>> START Available records

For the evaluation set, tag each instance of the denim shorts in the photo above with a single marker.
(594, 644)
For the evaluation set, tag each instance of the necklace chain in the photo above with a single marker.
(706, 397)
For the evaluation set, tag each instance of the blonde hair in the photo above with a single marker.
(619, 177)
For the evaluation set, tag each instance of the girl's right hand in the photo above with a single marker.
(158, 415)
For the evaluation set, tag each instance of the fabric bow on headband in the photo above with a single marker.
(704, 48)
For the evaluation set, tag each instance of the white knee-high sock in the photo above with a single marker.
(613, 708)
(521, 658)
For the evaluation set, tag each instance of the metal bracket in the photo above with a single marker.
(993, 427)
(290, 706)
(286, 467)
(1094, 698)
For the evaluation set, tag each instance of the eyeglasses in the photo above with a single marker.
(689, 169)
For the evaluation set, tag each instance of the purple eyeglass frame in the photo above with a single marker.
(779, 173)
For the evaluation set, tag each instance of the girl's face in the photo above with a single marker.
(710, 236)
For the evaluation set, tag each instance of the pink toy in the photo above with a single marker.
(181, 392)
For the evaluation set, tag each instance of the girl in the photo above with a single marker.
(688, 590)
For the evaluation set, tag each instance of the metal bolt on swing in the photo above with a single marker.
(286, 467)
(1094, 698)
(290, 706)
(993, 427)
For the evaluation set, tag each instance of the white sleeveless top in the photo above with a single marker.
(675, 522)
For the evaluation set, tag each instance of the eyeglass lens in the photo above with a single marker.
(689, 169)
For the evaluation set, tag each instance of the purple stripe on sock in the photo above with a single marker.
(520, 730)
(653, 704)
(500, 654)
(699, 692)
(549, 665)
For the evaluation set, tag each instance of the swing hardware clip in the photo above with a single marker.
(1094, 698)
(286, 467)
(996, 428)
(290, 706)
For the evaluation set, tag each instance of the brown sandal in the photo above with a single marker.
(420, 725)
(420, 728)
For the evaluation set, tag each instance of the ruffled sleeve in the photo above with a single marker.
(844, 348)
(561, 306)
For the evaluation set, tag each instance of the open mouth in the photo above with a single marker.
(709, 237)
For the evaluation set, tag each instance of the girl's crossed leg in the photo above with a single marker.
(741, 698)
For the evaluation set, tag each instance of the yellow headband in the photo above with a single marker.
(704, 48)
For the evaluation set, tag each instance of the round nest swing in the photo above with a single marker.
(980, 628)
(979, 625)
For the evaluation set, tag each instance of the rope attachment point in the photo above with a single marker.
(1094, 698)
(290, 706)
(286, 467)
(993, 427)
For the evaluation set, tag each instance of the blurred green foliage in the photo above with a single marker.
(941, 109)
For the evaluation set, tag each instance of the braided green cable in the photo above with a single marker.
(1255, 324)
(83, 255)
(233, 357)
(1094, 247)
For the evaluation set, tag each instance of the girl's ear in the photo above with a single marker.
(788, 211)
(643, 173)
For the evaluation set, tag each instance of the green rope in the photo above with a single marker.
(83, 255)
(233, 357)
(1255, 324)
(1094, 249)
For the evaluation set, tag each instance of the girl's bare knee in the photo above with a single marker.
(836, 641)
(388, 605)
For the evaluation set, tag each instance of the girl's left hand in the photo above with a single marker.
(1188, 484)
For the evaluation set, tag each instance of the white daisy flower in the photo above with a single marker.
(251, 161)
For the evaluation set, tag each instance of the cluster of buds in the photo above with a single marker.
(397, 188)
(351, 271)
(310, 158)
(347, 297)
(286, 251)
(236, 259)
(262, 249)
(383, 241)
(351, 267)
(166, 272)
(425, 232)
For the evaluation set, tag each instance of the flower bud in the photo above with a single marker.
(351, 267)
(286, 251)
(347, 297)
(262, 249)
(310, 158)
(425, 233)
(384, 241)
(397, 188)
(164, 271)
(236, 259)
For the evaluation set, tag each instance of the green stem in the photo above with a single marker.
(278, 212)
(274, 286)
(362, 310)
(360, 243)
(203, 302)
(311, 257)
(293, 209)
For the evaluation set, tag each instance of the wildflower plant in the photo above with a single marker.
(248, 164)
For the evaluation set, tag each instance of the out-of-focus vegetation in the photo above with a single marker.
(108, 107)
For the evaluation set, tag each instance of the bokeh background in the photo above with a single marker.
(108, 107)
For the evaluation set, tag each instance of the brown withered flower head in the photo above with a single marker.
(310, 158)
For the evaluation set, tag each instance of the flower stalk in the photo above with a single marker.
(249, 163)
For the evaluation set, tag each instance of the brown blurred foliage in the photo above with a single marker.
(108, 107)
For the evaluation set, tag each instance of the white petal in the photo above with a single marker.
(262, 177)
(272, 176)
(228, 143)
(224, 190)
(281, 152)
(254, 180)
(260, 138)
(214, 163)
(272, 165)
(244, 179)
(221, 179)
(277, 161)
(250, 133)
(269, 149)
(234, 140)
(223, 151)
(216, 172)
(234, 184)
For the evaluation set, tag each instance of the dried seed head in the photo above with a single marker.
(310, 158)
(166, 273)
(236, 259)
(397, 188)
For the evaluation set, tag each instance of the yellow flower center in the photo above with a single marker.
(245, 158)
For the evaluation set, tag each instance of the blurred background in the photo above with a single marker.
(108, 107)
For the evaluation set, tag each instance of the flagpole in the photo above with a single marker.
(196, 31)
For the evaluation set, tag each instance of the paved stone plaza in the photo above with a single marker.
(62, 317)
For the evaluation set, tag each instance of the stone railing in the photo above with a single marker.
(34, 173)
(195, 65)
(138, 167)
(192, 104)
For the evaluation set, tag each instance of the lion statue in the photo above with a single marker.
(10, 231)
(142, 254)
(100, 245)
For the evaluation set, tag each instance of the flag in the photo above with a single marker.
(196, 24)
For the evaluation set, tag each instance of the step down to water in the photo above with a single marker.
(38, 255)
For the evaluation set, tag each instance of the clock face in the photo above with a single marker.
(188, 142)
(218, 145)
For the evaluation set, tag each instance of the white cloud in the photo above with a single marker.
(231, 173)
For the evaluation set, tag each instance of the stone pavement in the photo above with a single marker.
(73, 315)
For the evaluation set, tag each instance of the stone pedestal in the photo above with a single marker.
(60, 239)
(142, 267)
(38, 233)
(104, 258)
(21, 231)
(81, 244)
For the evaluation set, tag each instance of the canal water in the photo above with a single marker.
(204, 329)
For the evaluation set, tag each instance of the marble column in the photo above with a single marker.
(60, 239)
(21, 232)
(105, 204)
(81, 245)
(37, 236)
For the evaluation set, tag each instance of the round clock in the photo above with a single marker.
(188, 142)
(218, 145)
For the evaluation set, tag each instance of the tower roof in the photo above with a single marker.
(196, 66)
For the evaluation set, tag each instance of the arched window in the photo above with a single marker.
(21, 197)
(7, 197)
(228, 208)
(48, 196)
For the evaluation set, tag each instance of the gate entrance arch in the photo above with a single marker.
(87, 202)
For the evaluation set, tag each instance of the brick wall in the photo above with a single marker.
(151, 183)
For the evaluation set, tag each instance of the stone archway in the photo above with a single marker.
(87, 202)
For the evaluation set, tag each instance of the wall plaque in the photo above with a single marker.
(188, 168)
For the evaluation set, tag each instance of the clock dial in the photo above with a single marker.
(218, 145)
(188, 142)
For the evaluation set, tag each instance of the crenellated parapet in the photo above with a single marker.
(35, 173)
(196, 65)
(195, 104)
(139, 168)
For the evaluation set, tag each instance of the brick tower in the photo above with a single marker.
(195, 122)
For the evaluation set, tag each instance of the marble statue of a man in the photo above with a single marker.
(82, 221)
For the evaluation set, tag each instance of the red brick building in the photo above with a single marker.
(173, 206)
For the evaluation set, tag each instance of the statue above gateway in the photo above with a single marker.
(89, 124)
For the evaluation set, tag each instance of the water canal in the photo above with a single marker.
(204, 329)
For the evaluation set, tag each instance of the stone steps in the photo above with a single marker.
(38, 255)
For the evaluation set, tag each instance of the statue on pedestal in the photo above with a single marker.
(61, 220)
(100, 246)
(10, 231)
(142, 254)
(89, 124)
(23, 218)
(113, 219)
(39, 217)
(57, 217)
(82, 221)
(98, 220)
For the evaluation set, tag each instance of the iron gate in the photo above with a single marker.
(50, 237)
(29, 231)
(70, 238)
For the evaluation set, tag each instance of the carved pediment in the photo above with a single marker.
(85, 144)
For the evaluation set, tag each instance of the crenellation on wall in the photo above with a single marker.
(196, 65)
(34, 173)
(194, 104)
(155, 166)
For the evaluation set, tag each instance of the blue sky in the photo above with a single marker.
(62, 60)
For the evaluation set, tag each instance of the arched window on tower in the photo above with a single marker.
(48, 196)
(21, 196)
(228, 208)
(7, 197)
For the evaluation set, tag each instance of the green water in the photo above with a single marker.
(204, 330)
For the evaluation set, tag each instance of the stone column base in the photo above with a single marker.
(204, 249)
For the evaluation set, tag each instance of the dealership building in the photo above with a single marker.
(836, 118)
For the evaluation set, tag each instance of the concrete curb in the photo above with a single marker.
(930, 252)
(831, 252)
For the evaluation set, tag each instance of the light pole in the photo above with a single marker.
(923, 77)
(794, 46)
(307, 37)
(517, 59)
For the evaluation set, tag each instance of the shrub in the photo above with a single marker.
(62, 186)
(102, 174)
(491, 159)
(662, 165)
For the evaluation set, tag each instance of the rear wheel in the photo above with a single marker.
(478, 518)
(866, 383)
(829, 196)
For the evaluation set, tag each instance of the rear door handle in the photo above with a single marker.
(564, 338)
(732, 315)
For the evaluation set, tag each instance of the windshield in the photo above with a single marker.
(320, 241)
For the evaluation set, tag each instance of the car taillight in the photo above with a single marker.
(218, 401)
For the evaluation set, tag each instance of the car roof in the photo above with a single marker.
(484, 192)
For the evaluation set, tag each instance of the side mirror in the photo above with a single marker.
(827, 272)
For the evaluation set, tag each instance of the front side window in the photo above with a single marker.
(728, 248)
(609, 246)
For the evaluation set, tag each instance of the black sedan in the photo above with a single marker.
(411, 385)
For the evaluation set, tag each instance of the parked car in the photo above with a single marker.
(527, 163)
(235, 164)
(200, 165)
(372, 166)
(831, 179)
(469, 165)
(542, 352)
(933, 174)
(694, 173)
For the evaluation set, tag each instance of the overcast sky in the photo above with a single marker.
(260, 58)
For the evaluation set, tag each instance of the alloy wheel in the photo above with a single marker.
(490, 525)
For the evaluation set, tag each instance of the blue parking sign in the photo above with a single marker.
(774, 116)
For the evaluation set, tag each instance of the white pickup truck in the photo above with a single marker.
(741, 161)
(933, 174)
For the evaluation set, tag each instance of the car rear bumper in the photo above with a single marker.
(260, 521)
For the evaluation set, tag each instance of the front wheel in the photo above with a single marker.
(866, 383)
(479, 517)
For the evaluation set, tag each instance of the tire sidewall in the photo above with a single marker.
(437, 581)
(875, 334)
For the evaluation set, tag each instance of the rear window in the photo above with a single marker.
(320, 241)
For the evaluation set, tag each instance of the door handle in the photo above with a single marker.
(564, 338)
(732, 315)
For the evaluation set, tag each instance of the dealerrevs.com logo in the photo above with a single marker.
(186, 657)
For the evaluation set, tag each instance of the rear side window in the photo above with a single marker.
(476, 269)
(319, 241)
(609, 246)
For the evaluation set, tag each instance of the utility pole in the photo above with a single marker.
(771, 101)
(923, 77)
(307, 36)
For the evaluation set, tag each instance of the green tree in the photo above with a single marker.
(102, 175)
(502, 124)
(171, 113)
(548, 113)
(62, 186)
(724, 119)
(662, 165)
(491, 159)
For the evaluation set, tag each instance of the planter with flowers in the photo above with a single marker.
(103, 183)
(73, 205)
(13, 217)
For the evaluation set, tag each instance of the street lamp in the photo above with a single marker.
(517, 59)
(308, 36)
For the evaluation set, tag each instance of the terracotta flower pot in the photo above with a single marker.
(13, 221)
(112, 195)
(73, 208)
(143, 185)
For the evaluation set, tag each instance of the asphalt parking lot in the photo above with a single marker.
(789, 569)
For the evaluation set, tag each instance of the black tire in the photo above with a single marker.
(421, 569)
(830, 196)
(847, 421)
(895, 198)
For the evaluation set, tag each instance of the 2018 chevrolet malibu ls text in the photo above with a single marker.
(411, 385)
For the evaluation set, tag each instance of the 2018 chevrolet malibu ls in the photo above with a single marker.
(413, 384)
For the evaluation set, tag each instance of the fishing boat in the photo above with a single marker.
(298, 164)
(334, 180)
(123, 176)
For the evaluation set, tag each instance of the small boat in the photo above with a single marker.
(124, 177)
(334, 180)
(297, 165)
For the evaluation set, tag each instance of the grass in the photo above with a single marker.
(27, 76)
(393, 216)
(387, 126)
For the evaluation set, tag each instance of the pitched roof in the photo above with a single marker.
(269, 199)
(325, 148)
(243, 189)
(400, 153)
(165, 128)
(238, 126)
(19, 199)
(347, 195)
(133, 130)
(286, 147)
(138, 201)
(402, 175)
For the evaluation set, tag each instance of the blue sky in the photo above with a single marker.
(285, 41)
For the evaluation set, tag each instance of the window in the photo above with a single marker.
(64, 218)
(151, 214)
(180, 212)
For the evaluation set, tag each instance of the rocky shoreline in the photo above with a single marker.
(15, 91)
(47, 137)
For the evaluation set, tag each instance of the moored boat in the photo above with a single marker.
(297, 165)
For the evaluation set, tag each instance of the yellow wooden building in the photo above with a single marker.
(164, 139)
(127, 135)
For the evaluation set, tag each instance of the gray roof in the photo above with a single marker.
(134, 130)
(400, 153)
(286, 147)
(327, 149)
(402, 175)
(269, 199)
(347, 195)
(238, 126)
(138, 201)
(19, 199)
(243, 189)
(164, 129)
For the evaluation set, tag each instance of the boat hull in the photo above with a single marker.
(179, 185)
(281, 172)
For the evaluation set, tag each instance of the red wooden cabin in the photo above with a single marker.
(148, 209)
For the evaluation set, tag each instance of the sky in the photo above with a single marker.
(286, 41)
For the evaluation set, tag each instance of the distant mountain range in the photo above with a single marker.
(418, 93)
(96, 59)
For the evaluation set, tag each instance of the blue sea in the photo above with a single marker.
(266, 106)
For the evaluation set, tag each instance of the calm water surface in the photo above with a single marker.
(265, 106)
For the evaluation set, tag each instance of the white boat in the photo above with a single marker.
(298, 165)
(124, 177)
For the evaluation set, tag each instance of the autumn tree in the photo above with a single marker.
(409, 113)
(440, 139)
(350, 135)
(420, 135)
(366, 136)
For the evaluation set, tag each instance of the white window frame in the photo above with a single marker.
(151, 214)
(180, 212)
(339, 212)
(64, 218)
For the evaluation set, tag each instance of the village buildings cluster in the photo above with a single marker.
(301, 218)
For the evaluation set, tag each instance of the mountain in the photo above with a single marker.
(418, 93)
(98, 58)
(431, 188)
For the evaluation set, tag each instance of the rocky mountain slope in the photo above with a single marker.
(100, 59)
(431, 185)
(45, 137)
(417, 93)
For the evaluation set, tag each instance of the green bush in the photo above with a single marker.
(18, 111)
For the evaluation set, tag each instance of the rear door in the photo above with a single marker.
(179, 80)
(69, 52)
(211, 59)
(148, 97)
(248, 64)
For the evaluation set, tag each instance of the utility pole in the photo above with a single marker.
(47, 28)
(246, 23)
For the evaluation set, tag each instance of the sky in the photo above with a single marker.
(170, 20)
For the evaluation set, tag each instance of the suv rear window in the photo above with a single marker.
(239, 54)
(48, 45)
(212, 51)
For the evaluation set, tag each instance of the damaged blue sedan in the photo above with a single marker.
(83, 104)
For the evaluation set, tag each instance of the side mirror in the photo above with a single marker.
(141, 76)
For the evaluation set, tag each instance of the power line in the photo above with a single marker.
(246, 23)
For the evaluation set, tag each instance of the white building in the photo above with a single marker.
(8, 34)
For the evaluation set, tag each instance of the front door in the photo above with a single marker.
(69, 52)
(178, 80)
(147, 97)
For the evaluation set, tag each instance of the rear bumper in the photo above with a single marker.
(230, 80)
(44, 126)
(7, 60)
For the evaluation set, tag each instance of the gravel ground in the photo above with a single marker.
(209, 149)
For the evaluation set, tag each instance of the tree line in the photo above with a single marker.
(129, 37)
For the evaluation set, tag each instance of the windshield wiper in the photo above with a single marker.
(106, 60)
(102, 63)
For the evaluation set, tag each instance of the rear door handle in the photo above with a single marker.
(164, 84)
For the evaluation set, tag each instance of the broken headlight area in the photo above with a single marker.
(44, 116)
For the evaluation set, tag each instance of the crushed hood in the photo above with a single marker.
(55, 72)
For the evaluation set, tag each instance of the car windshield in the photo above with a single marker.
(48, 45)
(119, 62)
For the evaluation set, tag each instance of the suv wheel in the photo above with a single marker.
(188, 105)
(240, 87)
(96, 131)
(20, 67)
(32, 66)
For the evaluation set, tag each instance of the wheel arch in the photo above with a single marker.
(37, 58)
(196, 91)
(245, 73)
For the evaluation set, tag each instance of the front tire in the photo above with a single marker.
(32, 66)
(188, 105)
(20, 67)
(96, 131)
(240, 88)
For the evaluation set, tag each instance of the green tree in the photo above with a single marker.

>> END Available records

-- Problem to solve --
With both ends included, please retype exactly the lines from the line containing "For the evaluation set, tag each instance of the suv rear" to the final line of the data.

-- Output for this exercise --
For the evaluation set, tag each instance of the suv rear window in the photo above with a single marker.
(239, 54)
(48, 45)
(212, 51)
For the evaluation set, tag each instance of the damaged blue sedan in the photo above with a single marker.
(83, 104)
For the evaluation set, tag each instance of the side mirror in the photo above with a single marker.
(141, 76)
For the evaluation set, tag each instance of the power line in the photo above with a single marker.
(246, 23)
For the evaluation set, tag each instance of the white building in the photo above with a single marker.
(8, 34)
For the evaluation set, tag each instance of the front door in the photo above with a single marker.
(69, 52)
(178, 80)
(147, 97)
For the evaluation set, tag each instance of the rear bumper in the photo above with a single marker.
(230, 80)
(44, 126)
(7, 60)
For the evaluation set, tag each instance of the gravel ground in the photo above with a single marker.
(209, 149)
For the evaluation set, tag each instance of the tree line in the photo above with a single marker.
(129, 37)
For the evaluation set, tag each instance of the windshield wiper in the photo above with a single marker.
(106, 60)
(102, 63)
For the evaluation set, tag each instance of the rear door handle in the photo above with a single marker.
(164, 84)
For the evaluation set, tag each instance of the broken headlight area in the photo above with a single marker.
(44, 116)
For the evaluation set, tag each instance of the crushed hood in the photo above with a single marker.
(55, 72)
For the evaluation set, tag each instance of the car windshield in the photo above with a single marker.
(48, 45)
(119, 62)
For the evaluation set, tag each instance of the suv wheel in the photo above with a single marker.
(188, 105)
(240, 87)
(96, 131)
(20, 67)
(32, 66)
For the evaluation set, tag each instance of the wheel arch in the photo above with a single marker.
(37, 58)
(196, 91)
(245, 73)
For the evaluation set, tag each instance of the front tire in the photo above with a single marker.
(32, 66)
(188, 105)
(20, 67)
(96, 131)
(240, 88)
For the evaluation set, tag each instance of the green tree in the photo above with a single marker.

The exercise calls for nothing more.